(DESCRIPTION OF THE TASK) Copy the entries below exactly. Images do not belong in the copy.

(SOURCE MATERIAL)
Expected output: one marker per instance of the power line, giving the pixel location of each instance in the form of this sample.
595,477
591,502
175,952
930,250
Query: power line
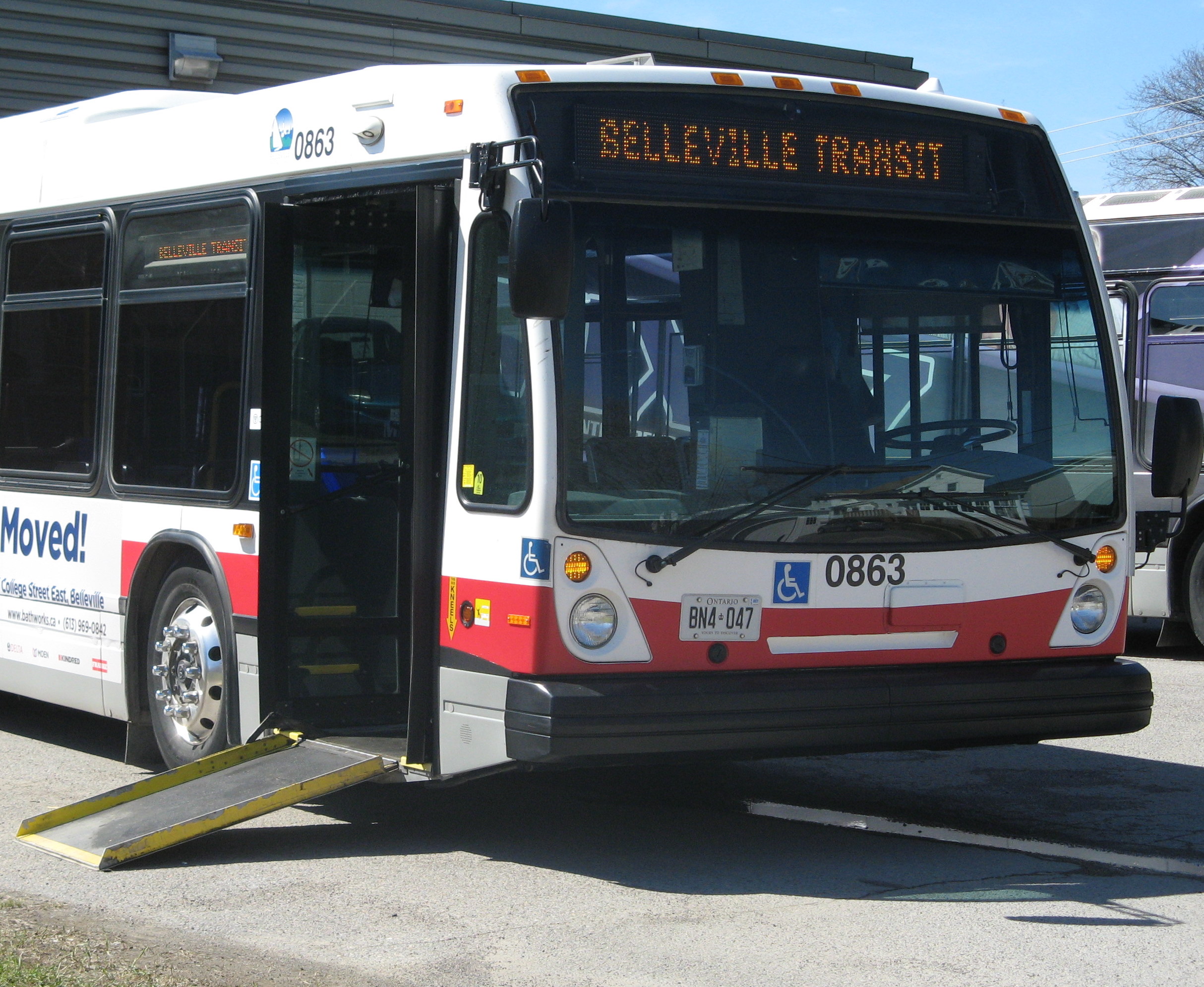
1148,144
1120,116
1133,138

(YOUR SOLUTION)
Expected output: one marker per instance of the power line, giving the pixel location of each instance in the form of this sample.
595,477
591,502
175,952
930,250
Query: power line
1148,144
1120,116
1133,138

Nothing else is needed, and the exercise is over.